- _DIRECTIONS_
Reproduce everything from the start of the items down to the line holding "[(252, 953), (438, 800), (193, 81), (540, 927)]", swapping "single point" for "single dot" and changing nothing else.

- _RAW RECORDS_
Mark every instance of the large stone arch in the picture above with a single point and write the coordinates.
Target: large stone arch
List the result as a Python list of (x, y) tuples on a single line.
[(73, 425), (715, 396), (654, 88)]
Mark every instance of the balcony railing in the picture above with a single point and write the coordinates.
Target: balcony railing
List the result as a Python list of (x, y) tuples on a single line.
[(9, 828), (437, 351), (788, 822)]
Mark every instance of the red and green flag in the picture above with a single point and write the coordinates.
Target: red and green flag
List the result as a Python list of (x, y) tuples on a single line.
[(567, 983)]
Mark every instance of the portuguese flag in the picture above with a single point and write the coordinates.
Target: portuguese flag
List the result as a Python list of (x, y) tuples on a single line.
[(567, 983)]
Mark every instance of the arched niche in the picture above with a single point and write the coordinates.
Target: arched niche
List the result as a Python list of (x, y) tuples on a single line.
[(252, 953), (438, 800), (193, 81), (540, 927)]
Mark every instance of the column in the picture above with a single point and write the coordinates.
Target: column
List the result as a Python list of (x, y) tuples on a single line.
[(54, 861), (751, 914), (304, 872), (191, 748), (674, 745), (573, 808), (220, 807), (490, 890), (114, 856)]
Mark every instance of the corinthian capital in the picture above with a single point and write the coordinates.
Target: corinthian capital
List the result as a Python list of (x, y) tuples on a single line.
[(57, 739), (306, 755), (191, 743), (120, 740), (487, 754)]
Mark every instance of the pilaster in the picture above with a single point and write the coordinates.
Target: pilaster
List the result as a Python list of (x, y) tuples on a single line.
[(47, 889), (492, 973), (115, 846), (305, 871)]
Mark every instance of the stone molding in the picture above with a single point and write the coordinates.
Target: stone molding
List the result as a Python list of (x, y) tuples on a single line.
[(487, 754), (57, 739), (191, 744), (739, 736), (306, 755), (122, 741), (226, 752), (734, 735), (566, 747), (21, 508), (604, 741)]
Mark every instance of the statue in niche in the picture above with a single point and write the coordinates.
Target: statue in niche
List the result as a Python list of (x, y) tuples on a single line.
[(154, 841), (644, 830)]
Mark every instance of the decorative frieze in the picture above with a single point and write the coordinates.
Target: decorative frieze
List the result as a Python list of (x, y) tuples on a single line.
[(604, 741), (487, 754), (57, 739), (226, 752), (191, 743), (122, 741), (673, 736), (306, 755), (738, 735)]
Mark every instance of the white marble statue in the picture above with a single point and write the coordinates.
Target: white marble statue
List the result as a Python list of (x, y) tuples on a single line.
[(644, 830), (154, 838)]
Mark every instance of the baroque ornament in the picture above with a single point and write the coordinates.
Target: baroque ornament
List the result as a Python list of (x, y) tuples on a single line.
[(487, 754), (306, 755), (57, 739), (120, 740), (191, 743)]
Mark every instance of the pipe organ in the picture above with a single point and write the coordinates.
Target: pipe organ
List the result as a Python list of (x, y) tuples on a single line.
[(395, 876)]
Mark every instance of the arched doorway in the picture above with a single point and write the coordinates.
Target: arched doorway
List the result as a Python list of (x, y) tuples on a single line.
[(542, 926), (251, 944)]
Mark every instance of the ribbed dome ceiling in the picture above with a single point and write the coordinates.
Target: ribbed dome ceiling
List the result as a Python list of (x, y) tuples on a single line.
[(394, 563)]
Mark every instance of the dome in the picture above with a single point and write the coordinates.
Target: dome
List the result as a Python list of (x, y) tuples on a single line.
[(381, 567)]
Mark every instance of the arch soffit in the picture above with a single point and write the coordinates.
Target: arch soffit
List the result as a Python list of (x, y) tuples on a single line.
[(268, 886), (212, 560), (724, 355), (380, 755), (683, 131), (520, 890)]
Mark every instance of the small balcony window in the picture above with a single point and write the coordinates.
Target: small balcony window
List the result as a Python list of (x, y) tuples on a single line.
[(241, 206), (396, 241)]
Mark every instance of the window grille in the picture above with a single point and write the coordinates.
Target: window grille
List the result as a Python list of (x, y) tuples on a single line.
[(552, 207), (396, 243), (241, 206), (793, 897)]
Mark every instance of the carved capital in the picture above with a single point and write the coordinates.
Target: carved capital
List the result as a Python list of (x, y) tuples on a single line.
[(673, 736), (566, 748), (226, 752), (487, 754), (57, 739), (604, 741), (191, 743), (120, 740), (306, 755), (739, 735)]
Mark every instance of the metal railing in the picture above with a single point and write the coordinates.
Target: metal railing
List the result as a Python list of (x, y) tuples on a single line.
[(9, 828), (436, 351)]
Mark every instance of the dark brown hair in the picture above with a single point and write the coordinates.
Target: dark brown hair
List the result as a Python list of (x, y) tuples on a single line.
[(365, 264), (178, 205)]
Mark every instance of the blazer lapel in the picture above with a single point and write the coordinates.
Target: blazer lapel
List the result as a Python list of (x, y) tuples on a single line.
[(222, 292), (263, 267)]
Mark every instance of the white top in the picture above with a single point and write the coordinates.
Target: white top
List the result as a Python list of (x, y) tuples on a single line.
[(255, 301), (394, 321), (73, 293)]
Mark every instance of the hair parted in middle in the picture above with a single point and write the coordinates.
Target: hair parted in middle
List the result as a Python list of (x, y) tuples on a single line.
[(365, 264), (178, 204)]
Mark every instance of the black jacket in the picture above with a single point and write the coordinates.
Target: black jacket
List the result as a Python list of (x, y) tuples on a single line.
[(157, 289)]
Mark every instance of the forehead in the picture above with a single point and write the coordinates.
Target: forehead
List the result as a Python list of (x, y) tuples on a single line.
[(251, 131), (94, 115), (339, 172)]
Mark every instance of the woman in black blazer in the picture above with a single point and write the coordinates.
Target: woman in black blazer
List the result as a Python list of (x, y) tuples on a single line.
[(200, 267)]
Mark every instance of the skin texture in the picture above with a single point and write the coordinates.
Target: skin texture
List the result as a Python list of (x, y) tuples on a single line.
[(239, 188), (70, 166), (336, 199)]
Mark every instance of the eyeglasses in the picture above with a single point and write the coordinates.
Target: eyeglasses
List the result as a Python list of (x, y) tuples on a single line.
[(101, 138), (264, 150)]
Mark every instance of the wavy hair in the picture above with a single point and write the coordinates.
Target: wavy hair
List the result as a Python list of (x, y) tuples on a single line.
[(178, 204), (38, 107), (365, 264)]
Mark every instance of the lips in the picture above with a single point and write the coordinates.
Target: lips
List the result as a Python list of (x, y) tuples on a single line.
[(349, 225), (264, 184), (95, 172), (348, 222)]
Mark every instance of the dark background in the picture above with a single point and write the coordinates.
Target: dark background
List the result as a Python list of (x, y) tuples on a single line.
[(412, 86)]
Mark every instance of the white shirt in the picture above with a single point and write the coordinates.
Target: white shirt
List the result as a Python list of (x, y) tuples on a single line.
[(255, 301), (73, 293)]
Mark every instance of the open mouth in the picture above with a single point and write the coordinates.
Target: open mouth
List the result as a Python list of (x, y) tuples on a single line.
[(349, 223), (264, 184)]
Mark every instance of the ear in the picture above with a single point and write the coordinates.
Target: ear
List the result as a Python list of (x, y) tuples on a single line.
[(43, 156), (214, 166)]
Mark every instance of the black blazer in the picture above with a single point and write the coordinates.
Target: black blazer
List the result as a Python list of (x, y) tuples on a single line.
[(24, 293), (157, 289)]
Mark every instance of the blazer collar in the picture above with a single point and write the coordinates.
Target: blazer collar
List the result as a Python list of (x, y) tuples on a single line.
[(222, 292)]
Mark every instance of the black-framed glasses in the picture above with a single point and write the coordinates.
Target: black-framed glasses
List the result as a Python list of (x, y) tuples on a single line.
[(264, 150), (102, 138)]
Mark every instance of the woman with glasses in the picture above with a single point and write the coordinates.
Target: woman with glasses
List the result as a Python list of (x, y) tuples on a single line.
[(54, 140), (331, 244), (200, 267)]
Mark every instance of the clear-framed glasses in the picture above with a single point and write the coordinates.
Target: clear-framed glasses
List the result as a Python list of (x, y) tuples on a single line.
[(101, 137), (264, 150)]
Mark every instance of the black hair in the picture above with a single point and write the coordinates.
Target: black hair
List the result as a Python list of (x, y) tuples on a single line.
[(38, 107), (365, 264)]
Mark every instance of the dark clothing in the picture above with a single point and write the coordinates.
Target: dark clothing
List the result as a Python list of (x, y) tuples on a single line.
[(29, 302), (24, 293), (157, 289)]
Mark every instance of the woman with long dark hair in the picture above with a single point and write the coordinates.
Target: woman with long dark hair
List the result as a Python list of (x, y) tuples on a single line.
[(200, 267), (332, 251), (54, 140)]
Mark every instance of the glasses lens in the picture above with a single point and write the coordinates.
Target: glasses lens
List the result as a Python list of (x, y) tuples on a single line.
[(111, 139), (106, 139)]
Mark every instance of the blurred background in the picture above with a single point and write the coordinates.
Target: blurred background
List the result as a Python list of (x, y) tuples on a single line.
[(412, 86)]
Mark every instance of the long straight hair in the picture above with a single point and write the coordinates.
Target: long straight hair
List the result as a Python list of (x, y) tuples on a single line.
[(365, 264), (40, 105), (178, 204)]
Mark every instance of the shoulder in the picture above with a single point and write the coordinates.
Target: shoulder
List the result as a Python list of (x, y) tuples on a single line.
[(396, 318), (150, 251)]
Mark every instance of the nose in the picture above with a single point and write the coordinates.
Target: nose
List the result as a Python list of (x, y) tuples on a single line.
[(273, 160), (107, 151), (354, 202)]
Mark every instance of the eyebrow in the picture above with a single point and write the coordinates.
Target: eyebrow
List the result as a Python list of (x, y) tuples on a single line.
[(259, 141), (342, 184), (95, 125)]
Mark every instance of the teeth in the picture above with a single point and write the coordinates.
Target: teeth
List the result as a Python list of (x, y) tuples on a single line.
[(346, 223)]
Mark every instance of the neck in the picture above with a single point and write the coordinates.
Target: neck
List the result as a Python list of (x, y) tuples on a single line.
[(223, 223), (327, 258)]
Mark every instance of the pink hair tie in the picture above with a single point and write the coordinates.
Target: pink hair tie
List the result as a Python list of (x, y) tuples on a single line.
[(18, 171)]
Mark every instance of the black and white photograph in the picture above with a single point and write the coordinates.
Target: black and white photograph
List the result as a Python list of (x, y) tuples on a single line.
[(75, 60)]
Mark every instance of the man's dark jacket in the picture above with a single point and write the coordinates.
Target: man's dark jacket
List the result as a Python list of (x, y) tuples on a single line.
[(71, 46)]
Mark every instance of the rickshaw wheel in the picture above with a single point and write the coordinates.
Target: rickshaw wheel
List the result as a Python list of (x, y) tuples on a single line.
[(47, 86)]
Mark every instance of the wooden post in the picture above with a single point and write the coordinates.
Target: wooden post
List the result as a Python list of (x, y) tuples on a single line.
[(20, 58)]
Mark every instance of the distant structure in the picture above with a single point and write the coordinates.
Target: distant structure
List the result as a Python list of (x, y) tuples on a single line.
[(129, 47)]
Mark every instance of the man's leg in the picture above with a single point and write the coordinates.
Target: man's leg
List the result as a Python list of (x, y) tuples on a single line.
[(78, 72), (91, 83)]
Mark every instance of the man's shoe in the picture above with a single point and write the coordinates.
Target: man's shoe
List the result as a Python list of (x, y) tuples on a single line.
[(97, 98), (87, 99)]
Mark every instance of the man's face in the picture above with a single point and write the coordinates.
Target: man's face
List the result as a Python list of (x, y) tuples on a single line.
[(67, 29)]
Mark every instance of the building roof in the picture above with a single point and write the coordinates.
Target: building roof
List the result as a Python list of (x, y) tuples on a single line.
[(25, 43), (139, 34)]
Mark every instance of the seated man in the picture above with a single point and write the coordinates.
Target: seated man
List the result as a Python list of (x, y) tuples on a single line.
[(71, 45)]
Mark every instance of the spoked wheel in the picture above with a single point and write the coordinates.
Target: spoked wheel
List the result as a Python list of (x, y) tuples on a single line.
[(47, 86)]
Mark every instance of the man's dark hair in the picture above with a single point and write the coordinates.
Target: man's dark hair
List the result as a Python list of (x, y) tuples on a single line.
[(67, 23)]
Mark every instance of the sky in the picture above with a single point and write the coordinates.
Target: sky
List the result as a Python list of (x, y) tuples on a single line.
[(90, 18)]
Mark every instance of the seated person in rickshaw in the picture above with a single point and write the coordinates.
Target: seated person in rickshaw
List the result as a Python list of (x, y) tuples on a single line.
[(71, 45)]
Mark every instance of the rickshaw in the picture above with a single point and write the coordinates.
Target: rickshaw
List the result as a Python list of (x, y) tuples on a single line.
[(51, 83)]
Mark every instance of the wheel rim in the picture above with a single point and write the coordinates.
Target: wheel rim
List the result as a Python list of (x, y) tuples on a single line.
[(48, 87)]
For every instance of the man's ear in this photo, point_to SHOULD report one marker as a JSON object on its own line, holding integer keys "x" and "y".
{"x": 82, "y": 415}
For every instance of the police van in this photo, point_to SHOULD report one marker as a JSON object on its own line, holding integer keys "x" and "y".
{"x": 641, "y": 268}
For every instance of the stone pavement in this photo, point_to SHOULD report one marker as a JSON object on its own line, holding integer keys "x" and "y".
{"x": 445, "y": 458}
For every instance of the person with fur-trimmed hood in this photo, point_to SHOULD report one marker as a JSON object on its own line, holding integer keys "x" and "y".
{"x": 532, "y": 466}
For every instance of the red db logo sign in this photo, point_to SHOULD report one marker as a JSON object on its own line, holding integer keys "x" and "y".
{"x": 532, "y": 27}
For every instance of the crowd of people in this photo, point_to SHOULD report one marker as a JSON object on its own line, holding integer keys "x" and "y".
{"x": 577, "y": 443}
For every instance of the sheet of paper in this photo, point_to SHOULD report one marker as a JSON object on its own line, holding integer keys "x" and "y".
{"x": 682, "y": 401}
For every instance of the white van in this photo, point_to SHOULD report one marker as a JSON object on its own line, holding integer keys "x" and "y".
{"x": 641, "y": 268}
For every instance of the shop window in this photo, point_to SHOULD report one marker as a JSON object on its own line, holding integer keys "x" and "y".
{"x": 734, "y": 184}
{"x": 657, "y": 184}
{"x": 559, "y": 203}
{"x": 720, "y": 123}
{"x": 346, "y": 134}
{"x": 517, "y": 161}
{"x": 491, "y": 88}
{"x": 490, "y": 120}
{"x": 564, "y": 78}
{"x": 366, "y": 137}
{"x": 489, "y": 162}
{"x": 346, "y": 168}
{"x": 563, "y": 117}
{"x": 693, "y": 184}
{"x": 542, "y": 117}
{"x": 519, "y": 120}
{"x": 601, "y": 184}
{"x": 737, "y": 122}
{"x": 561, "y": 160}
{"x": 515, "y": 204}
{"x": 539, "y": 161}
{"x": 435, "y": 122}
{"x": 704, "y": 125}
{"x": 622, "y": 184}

- _ANSWER IN FULL_
Mark every instance of the large stone arch in the picture above with a single dot and write the coordinates.
Target: large stone arch
List the result as a Python list of (x, y) tuples on a single line.
[(73, 425), (715, 396), (654, 88)]
Mark every instance of the balcony railing in the picture above with a single dot and write the coordinates.
Target: balcony railing
List the result as a Python list of (x, y) tuples on a single line.
[(9, 828), (437, 351), (788, 822)]
Mark every instance of the red and green flag in the picture above with a single dot and write the coordinates.
Target: red and green flag
List the result as a Python list of (x, y) tuples on a single line.
[(567, 983)]
Mark every instance of the portuguese flag in the picture above with a single dot and write the coordinates.
Target: portuguese flag
List the result as a Python list of (x, y) tuples on a single line.
[(567, 983)]
Mark every instance of the arched niche in the picture above with a single dot and write the coordinates.
Target: arched niche
List the result as a Python list of (x, y) tuples on a single line.
[(252, 953), (438, 800), (193, 81), (540, 927)]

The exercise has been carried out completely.